### What you will do
A single number is the whole answer: the tally of lines in the data below that include the word "this".

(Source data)
========================================================================
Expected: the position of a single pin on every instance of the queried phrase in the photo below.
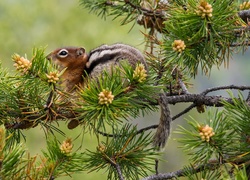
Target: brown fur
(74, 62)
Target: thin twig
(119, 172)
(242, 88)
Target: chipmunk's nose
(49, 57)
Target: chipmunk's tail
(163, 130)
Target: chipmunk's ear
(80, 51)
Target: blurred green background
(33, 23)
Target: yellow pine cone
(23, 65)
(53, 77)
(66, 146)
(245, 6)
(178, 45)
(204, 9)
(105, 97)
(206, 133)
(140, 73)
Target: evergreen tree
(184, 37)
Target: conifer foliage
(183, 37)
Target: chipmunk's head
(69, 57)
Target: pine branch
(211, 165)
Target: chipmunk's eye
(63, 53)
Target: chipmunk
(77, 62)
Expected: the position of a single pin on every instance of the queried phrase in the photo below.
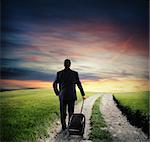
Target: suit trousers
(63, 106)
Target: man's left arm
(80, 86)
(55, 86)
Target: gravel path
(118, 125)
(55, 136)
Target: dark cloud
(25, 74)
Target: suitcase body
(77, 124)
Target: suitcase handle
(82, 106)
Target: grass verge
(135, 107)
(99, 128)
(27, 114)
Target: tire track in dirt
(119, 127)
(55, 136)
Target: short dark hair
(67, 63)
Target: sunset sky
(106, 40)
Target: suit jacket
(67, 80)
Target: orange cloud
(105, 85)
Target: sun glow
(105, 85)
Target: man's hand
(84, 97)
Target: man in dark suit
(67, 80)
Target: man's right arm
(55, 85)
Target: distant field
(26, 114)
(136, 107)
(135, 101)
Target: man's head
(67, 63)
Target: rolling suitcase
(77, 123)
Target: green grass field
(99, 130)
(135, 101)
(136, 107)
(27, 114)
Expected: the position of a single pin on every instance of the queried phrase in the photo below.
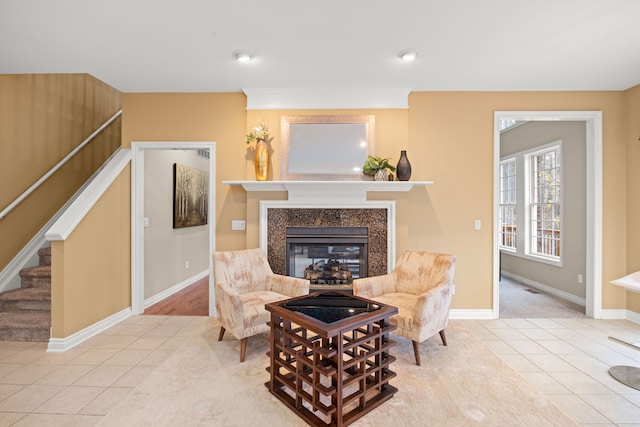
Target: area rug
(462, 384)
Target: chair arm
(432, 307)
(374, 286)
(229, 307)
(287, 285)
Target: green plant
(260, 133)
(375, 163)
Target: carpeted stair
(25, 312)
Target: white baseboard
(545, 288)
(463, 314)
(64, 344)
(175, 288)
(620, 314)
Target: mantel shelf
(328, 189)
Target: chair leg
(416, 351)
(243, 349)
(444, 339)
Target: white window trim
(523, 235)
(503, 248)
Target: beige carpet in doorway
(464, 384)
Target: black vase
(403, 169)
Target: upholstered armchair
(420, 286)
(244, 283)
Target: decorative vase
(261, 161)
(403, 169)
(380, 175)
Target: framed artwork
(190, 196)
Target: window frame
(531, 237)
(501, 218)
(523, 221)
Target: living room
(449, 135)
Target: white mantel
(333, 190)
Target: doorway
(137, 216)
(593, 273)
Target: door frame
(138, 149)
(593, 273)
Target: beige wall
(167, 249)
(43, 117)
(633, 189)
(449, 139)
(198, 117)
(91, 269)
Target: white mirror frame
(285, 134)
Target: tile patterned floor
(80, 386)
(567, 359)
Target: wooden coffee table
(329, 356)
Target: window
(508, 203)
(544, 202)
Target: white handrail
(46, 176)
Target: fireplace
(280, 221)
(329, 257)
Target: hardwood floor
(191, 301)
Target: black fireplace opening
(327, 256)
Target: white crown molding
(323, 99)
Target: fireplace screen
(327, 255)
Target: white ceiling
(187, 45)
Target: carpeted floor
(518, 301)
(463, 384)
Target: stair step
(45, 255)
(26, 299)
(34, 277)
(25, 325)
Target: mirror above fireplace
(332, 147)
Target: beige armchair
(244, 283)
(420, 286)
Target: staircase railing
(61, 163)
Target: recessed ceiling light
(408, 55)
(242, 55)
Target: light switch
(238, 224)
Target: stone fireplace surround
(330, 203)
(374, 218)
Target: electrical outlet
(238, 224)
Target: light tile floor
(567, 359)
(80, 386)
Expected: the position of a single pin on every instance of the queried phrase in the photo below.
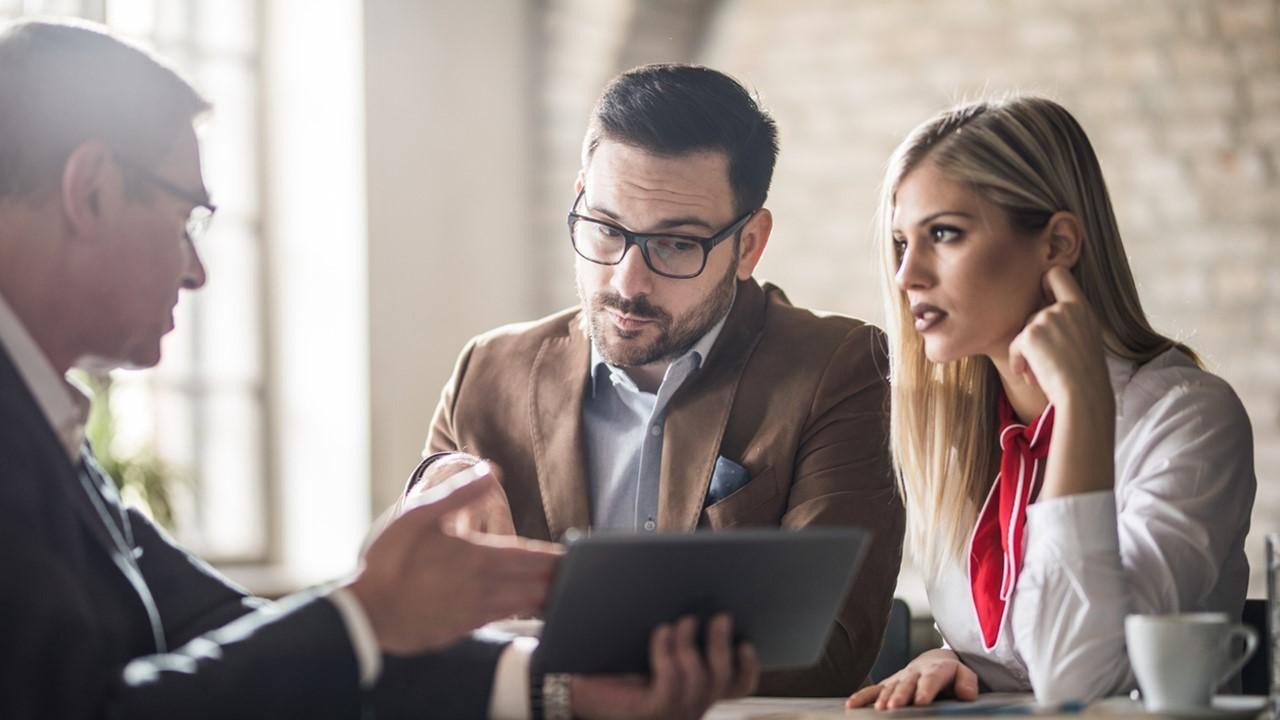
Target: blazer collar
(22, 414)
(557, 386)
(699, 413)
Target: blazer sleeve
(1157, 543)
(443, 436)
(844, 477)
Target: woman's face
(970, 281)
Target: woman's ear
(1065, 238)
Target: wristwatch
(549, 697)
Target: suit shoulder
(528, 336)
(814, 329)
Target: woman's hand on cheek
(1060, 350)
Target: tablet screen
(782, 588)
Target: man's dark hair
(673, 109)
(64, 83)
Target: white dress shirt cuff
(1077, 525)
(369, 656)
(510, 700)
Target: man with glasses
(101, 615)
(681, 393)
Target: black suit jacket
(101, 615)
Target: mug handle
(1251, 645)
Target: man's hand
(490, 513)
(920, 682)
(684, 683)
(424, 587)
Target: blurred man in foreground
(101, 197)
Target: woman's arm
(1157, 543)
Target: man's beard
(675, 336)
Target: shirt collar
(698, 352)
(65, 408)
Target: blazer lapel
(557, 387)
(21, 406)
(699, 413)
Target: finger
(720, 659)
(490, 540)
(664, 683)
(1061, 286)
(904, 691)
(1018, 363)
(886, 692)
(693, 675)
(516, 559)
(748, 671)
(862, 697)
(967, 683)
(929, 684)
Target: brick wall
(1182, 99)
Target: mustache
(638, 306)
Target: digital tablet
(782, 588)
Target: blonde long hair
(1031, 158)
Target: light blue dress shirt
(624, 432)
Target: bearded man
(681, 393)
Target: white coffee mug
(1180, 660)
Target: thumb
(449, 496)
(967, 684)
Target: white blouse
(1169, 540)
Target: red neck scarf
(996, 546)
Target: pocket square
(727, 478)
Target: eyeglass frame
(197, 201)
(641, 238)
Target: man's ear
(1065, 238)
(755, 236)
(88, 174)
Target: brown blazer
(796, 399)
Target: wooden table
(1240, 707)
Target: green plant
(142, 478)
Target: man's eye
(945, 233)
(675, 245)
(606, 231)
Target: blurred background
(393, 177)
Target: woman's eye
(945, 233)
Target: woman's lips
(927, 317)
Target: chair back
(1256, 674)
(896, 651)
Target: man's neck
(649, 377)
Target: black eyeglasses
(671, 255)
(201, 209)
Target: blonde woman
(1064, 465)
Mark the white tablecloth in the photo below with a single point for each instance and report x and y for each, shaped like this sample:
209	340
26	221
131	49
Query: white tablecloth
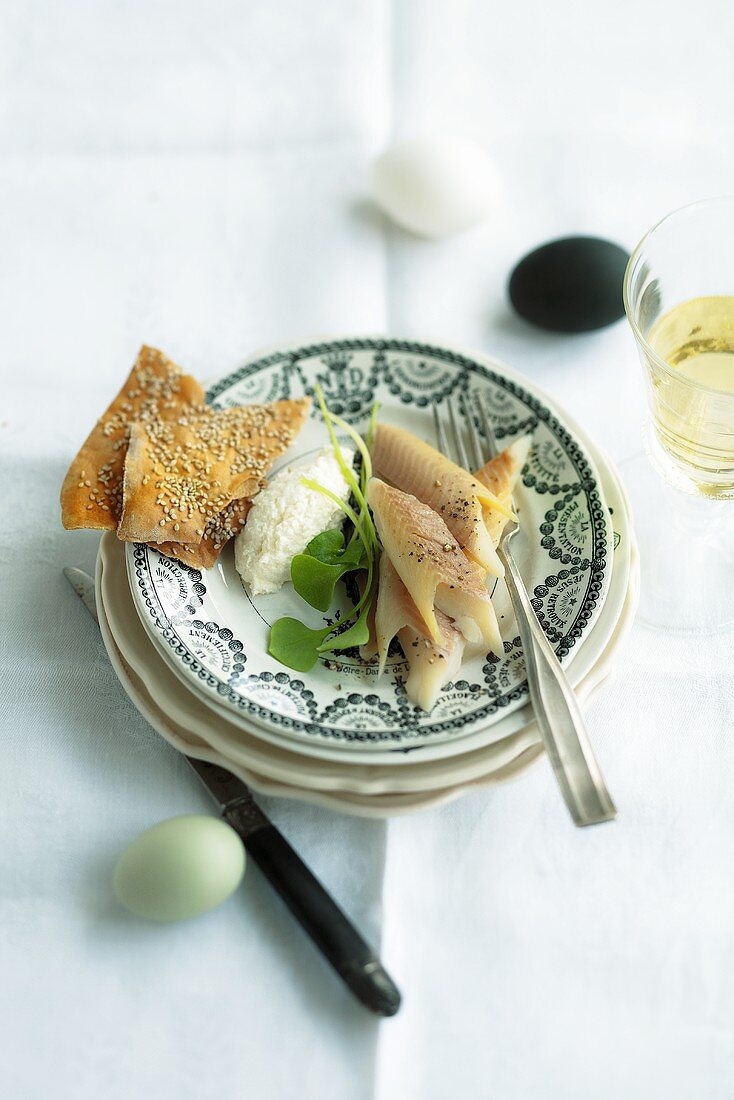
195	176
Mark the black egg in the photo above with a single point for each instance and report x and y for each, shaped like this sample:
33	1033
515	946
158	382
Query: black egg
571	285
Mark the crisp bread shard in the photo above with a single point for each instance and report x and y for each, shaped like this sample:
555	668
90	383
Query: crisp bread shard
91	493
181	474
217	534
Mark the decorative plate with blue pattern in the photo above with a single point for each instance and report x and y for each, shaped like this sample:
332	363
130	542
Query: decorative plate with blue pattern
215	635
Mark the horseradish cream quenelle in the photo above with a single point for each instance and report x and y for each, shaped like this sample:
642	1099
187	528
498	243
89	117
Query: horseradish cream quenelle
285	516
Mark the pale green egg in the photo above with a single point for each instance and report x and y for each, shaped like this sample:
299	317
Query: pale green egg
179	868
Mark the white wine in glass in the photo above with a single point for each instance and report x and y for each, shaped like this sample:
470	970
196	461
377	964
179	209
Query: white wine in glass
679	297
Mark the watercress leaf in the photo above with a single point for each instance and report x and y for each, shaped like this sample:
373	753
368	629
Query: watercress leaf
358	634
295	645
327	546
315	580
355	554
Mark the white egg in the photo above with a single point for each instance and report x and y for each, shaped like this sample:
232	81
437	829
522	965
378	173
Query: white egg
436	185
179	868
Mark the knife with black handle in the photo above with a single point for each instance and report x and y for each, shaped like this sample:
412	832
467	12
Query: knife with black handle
========================================================================
### Completed exercise
10